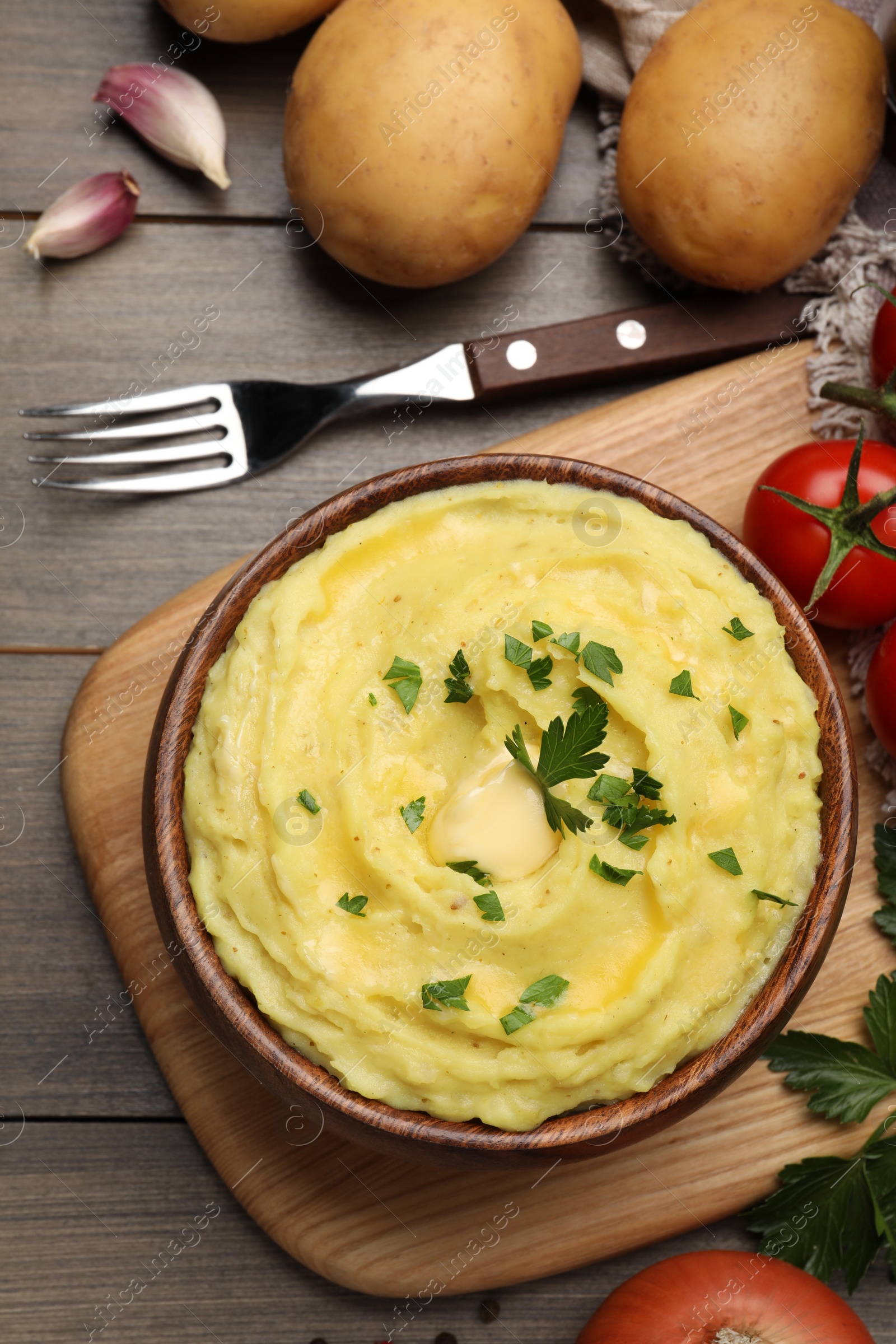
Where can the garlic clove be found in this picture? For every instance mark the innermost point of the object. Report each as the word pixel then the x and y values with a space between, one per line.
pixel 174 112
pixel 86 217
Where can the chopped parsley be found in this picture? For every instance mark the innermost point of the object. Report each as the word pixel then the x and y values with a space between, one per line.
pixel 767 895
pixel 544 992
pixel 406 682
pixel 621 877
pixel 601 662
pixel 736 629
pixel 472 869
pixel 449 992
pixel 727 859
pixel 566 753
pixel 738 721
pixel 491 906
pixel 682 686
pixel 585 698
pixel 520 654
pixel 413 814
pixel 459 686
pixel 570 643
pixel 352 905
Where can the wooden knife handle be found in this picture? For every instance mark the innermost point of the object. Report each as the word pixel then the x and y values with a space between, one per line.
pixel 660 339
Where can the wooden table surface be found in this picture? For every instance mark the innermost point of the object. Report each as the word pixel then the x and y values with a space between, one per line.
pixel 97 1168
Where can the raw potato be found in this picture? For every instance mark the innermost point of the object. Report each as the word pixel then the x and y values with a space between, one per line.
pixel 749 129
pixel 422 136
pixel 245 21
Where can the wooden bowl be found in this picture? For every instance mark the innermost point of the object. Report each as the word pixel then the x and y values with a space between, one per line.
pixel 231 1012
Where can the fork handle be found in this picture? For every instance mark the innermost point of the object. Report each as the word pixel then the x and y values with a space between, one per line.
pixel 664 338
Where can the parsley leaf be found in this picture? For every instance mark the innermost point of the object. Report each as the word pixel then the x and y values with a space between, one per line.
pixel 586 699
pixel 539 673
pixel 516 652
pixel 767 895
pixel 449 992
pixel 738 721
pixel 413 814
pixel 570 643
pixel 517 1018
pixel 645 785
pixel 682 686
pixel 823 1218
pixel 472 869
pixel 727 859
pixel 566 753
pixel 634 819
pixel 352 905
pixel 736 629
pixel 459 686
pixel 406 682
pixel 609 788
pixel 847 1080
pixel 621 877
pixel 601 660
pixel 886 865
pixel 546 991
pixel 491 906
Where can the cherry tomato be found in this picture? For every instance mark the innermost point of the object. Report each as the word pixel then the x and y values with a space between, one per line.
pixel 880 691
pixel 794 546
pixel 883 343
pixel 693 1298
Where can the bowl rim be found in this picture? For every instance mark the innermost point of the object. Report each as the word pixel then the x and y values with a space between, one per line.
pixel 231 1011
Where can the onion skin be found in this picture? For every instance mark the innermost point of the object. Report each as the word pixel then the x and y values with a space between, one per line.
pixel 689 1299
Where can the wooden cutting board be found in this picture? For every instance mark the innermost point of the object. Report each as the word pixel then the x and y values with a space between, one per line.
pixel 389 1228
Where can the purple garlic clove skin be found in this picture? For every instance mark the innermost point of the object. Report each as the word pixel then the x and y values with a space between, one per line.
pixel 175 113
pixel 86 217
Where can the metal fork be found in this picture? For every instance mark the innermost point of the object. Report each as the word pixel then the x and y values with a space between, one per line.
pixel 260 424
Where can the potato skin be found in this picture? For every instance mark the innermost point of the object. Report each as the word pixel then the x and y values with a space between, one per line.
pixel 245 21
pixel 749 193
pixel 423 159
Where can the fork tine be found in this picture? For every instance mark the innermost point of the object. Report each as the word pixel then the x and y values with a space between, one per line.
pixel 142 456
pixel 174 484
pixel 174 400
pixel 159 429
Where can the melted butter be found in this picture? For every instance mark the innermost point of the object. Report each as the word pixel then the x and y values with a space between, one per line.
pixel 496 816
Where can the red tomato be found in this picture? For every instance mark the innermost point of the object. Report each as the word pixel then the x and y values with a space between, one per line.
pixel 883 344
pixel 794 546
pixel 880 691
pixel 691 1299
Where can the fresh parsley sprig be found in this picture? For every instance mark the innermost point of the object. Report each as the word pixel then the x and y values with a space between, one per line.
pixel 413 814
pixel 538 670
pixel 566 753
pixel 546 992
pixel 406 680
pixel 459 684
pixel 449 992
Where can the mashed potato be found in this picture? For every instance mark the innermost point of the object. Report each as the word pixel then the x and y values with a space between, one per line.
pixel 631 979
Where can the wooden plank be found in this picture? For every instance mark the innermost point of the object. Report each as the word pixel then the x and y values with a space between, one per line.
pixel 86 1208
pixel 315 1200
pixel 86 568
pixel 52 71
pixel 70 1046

+--

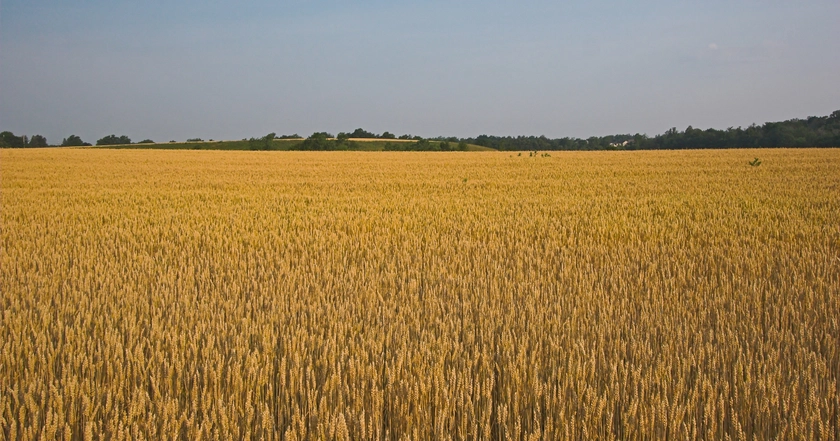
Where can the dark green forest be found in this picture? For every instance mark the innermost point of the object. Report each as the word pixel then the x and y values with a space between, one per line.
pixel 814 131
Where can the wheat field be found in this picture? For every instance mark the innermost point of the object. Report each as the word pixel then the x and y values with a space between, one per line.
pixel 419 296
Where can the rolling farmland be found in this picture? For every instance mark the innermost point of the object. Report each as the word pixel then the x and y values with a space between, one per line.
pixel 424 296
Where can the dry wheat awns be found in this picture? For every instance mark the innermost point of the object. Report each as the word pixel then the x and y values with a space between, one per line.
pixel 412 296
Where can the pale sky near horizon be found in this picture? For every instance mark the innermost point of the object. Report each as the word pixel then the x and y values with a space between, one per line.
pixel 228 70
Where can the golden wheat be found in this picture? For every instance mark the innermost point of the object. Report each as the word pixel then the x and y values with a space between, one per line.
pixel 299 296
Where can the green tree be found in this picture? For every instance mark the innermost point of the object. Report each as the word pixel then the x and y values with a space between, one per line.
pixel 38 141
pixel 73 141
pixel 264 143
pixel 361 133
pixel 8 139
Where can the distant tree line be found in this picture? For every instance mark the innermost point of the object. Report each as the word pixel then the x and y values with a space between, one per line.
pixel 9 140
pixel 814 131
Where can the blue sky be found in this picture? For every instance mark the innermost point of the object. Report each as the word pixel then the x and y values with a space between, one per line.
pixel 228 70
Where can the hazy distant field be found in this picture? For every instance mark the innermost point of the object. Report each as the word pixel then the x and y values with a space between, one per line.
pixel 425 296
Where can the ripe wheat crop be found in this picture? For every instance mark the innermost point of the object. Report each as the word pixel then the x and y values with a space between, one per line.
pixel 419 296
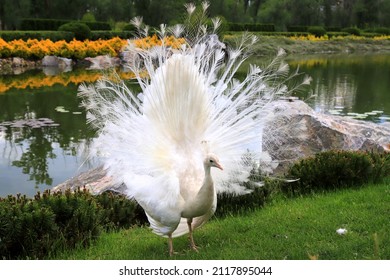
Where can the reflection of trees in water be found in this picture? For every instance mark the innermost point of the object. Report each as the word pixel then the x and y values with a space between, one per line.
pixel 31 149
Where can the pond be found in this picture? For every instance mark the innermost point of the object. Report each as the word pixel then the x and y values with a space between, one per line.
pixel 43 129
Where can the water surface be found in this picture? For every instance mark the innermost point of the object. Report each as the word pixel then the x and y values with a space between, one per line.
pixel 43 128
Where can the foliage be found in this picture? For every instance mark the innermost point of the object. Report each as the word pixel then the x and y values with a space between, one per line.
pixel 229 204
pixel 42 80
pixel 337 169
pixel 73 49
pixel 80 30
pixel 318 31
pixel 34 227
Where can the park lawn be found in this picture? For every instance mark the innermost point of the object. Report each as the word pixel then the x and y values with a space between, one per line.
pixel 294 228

+--

[Aim]
Quote the records word for word, starting at the line that contains "Where can the reflection" and ending at the line that contains "pixel 43 128", with both of those lines included.

[Result]
Where can the reflection of trees in water be found in this picture? For every instance mark the innermost point of the object. Report each as the word pixel then the x and y values with a space between, one per line.
pixel 31 149
Where can the pond be found in this picture? For every instance mark the innermost point of the object. Report each as the word pixel then the x and y values with a space between, one per line.
pixel 43 129
Where can the water surface be found in this picture? For every instance mark the innermost point of the object. Report each as the word pixel then the x and y values with a space between, one per line.
pixel 43 128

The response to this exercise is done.